Au XVIe siècle, l’orgasme est synonyme d’«agitation intérieure» ou d’effervescence : Un écrivain, Lacurne, cité par le Littré, écrit dans un traité sur la Maladie d’amour : «Le génie de la nature commande aux pères de garder soigneusement leurs filles de la conversation des courtisans, pour autant qu’il se fait un merveilleux orgasme par tout le corps en cet âge.»
Au XIXe siècle, le terme devient médical et désigne l’étape finale de l’union sexuelle (réussie). Mais a définition de l’orgasme reste «incertaine», comme le souligne Wikipedia qui mentionne : «La revue scientifique Clinical Psychology Review recense ainsi 26 acceptions différentes, dont aucune n’est consensuelle.» Les voici. Laquelle préférez-vous ?
Ellis (1938) : Relâchement de forces nerveuses (détumescence).
Alfred Kinsey (1948, 1953) : Décharge explosive de la tension neuro-musculaire au sommet de la réponse sexuelle.

TRAVAIL À FAIRE
- A) D'après le texte, combien d'acceptions différentes de l'orgasme la revue Clinical Psychology Review recense-t-elle ?
- B) Indiquez si chacune des affirmations suivantes concorde avec le texte : (i) au XVIe siècle, l'orgasme désigne une agitation intérieure ou une effervescence ; (ii) le terme devient médical au XVIIIe siècle ; (iii) Alfred Kinsey a donné sa définition en 1938.
- C) Restituez le passage du texte qui commence à «Au XVIe siècle, l’orgasme» et se termine à «la réponse sexuelle.».
Les entrées ne servent à rien pour ce travail.

DONNÉES FOURNIES
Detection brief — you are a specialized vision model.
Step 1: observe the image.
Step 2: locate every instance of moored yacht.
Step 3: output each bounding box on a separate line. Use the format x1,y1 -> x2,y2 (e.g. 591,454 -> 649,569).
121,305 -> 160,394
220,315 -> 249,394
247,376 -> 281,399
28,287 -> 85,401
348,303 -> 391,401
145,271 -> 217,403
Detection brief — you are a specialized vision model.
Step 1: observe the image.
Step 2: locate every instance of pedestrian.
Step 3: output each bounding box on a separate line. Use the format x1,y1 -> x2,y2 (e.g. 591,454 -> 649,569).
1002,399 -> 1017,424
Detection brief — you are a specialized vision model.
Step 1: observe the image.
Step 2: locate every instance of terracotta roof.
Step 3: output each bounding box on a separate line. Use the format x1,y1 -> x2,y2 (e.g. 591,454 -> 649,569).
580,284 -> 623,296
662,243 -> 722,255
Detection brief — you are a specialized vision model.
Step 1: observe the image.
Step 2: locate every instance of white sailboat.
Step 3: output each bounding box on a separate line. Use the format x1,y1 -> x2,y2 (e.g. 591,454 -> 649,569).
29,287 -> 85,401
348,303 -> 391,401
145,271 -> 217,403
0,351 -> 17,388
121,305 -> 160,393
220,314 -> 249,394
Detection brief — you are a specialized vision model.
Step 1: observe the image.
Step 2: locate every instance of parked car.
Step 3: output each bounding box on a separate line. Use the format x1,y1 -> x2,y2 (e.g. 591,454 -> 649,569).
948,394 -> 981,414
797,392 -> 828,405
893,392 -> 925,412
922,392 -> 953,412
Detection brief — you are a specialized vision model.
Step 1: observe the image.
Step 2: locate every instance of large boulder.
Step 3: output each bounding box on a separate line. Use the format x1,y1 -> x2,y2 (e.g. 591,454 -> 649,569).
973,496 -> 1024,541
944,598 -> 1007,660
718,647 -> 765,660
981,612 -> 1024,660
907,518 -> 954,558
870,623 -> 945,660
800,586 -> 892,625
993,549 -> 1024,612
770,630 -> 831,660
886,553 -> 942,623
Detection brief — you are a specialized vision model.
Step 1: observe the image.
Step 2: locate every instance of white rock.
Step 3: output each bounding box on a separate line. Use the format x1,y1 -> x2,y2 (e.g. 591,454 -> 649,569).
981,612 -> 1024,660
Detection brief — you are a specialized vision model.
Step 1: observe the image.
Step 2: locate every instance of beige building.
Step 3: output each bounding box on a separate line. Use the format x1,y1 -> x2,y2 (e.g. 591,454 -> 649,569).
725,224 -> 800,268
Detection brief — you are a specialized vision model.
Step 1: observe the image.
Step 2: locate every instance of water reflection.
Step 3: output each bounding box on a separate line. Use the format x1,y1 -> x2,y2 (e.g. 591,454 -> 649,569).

RÉPONSES NUMÉROTÉES
- A) Elle en recense 26, dont aucune n'est consensuelle.

- B)
(i) Oui : « l’orgasme est synonyme d’«agitation intérieure» ou d’effervescence ».
(ii) Non : « Au XIXe siècle, le terme devient médical ».
(iii) Non : « Alfred Kinsey (1948, 1953) ».

- C)
Au XVIe siècle, l’orgasme est synonyme d’«agitation intérieure» ou d’effervescence : Un écrivain, Lacurne, cité par le Littré, écrit dans un traité sur la Maladie d’amour : «Le génie de la nature commande aux pères de garder soigneusement leurs filles de la conversation des courtisans, pour autant qu’il se fait un merveilleux orgasme par tout le corps en cet âge.»
Au XIXe siècle, le terme devient médical et désigne l’étape finale de l’union sexuelle (réussie). Mais a définition de l’orgasme reste «incertaine», comme le souligne Wikipedia qui mentionne : «La revue scientifique Clinical Psychology Review recense ainsi 26 acceptions différentes, dont aucune n’est consensuelle.» Les voici. Laquelle préférez-vous ?
Ellis (1938) : Relâchement de forces nerveuses (détumescence).
Alfred Kinsey (1948, 1953) : Décharge explosive de la tension neuro-musculaire au sommet de la réponse sexuelle.